• _WHAT IS EXPECTED_:
Should pictures appear among the records, leave them out, and copy exactly only the lines from the first through the one with "# pin one point per instance of the green grass", inclusive.

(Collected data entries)
* * * * * * * * *
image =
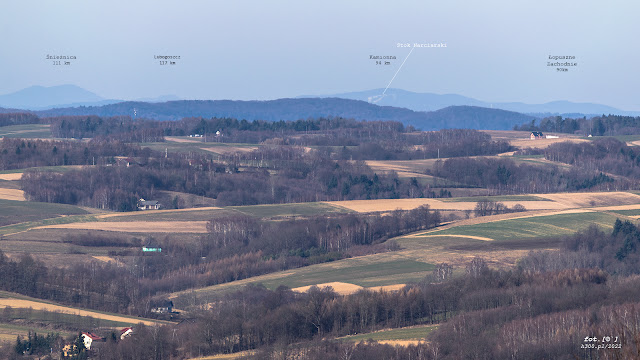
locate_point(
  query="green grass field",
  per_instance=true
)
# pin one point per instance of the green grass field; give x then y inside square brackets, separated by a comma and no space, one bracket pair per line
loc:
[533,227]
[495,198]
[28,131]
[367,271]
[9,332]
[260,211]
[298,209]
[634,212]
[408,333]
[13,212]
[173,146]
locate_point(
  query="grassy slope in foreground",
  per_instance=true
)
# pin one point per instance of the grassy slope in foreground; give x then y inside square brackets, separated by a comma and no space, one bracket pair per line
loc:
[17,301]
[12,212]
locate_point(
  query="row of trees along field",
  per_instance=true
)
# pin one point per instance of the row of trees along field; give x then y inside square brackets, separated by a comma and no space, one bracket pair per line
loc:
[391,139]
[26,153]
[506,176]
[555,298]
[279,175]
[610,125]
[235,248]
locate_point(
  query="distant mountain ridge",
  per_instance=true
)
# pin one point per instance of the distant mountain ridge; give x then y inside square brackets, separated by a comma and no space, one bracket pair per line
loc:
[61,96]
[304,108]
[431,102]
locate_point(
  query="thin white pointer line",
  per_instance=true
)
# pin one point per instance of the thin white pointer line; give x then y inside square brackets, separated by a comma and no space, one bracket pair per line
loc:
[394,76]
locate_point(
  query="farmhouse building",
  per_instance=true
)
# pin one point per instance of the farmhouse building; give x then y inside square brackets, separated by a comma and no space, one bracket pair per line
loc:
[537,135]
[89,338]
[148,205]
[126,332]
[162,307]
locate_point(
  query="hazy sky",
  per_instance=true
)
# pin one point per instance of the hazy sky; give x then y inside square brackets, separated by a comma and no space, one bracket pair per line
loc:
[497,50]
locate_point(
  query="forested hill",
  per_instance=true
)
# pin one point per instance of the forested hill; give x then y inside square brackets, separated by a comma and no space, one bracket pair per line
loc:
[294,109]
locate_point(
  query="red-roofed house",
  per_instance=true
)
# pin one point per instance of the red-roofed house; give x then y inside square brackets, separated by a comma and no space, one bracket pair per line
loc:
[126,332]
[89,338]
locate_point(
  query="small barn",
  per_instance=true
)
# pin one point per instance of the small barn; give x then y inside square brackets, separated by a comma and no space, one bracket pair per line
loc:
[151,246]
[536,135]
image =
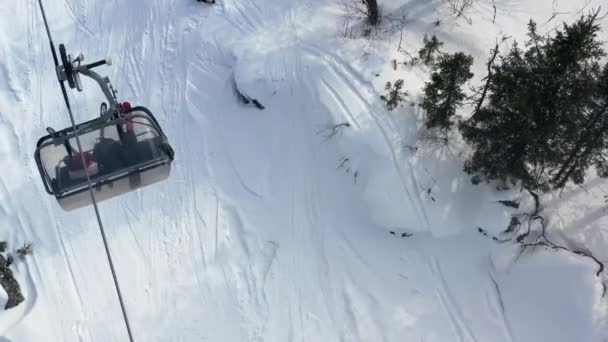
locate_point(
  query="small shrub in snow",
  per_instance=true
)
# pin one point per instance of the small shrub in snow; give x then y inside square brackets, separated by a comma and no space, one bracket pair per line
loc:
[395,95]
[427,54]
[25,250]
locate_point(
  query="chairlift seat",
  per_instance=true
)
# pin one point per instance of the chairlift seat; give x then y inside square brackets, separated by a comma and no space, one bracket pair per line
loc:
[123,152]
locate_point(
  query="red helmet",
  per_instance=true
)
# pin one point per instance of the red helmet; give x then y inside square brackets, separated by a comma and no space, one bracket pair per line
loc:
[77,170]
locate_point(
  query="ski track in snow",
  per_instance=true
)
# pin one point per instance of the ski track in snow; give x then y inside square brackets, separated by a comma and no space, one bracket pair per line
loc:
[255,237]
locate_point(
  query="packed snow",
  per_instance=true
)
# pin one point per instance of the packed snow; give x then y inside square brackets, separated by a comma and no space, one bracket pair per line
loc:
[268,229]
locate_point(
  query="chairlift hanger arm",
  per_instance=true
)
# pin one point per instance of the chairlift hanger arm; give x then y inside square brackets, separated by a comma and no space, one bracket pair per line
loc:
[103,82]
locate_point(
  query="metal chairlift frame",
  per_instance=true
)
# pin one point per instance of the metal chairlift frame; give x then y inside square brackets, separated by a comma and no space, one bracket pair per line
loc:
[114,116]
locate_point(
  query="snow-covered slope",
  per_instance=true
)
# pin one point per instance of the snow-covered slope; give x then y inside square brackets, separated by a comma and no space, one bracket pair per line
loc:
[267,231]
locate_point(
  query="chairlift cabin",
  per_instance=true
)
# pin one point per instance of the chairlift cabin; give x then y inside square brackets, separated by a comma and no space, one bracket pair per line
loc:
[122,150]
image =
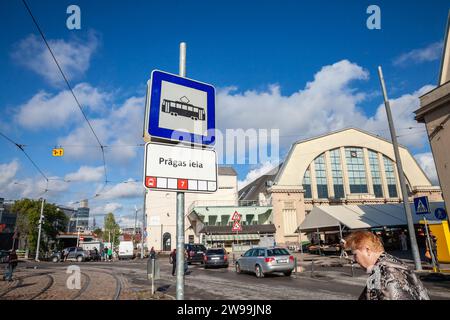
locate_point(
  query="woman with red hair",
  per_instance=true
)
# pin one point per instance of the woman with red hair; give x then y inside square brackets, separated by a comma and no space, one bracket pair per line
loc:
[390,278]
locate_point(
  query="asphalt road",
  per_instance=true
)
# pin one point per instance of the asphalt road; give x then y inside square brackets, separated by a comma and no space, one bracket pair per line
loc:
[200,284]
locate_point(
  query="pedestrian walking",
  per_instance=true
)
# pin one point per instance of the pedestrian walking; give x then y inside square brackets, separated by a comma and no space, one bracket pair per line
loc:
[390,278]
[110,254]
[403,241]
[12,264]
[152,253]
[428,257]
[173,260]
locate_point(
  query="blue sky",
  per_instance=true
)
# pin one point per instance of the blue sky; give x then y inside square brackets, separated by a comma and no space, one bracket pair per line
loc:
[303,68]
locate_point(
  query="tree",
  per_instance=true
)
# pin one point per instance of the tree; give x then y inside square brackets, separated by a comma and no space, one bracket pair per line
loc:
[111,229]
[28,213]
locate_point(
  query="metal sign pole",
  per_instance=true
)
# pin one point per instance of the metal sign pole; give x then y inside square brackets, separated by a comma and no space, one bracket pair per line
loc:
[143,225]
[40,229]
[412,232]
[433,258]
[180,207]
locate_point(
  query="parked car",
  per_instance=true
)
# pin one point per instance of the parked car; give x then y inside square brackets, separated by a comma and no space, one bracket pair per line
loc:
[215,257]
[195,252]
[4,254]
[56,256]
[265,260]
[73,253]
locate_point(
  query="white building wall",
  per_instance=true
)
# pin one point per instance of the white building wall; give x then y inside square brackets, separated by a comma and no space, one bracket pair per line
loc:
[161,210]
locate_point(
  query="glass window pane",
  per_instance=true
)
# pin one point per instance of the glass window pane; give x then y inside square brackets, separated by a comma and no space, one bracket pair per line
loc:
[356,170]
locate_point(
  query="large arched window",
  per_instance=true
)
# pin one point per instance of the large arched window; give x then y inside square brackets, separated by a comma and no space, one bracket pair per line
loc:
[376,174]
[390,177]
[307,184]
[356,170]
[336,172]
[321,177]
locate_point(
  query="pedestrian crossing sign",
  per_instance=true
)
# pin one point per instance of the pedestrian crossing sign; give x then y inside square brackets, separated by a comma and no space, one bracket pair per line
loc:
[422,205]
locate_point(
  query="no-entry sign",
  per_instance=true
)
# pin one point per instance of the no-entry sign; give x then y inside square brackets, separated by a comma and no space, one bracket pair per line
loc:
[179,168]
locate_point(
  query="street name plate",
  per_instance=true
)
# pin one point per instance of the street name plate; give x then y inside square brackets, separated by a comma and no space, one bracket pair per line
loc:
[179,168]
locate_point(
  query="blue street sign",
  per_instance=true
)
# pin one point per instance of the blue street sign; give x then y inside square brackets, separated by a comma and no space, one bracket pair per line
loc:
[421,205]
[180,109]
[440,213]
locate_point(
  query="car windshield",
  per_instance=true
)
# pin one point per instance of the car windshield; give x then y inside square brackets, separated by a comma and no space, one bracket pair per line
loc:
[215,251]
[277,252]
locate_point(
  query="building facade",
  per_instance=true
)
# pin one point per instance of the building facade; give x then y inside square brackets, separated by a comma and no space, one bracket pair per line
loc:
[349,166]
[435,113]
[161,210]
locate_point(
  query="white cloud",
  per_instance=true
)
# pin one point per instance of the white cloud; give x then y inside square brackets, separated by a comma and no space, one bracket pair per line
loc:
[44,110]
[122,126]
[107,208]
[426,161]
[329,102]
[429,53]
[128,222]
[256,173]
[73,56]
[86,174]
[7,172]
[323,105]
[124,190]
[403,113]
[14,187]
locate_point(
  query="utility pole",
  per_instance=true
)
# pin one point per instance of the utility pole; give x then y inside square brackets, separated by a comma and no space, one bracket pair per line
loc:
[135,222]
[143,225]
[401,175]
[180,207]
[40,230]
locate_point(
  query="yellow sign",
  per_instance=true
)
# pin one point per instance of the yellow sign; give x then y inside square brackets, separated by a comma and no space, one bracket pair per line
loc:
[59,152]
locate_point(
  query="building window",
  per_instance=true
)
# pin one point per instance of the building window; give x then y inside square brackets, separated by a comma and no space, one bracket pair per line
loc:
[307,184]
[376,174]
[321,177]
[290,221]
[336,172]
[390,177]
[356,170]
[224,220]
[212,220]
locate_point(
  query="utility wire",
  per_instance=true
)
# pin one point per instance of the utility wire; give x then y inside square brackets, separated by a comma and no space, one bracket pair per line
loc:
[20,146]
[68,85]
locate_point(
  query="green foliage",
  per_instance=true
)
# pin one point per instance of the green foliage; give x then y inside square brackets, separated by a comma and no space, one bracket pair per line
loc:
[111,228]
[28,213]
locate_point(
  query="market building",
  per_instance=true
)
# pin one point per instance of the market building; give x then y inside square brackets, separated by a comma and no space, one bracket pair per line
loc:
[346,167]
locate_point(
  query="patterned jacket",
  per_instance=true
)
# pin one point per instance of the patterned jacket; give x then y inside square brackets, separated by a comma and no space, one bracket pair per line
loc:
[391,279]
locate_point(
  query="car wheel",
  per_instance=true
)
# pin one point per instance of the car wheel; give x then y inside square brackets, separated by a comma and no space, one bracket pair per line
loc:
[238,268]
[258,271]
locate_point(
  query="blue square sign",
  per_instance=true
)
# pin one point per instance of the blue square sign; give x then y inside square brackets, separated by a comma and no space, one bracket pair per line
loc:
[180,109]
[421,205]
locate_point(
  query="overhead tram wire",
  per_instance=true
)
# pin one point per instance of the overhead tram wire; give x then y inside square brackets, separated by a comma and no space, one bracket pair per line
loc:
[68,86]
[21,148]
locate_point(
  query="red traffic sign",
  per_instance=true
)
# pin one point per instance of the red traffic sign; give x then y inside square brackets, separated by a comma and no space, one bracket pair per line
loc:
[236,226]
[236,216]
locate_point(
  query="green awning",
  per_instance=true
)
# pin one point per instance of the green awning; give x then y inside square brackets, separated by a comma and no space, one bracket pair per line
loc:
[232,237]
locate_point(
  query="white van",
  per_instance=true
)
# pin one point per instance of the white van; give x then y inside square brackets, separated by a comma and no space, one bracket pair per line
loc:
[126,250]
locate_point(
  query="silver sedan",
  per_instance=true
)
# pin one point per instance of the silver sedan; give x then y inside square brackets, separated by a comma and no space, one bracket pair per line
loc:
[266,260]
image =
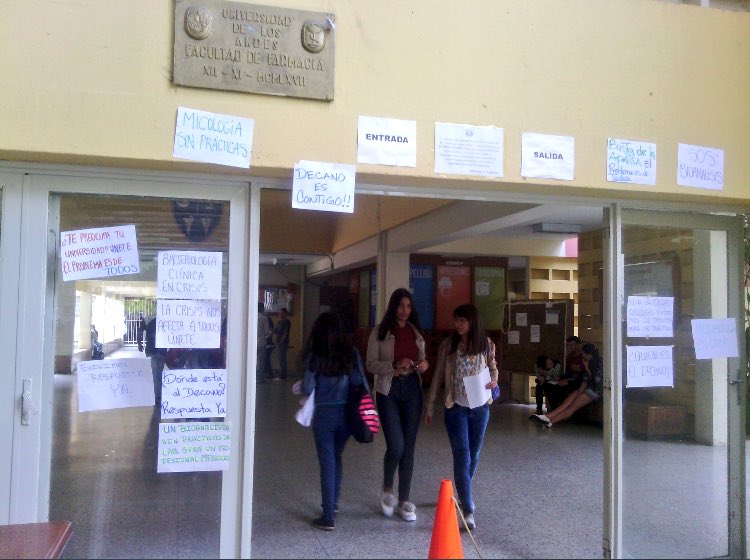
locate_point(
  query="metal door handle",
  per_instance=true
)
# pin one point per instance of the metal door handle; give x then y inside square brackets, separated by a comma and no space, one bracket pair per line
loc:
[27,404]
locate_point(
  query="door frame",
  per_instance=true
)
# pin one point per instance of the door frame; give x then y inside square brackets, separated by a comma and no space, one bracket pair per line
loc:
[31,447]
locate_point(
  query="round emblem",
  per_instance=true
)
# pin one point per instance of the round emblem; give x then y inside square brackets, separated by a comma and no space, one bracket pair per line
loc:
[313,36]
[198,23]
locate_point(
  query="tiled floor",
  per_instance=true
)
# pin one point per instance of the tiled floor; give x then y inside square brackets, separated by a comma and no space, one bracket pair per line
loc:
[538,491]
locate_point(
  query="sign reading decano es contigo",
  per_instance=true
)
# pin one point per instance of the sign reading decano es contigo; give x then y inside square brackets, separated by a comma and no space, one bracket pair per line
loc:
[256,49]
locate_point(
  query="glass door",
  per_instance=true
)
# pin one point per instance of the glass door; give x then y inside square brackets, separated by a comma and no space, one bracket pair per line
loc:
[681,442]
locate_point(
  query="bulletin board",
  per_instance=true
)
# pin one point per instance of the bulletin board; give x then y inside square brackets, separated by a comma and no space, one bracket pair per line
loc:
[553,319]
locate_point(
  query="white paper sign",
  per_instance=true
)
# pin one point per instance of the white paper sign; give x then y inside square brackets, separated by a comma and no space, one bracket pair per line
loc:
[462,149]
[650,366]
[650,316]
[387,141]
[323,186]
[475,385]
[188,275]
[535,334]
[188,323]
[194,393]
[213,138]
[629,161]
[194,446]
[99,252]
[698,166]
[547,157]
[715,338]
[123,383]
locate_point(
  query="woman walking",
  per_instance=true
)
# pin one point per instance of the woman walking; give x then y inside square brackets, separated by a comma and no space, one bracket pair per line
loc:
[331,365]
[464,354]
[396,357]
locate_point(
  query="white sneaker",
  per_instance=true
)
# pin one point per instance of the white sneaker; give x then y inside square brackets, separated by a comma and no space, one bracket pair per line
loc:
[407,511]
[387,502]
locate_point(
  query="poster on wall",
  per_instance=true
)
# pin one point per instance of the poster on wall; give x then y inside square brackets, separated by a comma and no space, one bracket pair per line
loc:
* * * * * * * * *
• _EXERCISE ANSWER_:
image =
locate_point(
  query="green grass field",
  per_instance=true
)
# pin one point per instance of the green grass field; give x then y inside square brackets, separated by a comma and no space, one bracket pair per line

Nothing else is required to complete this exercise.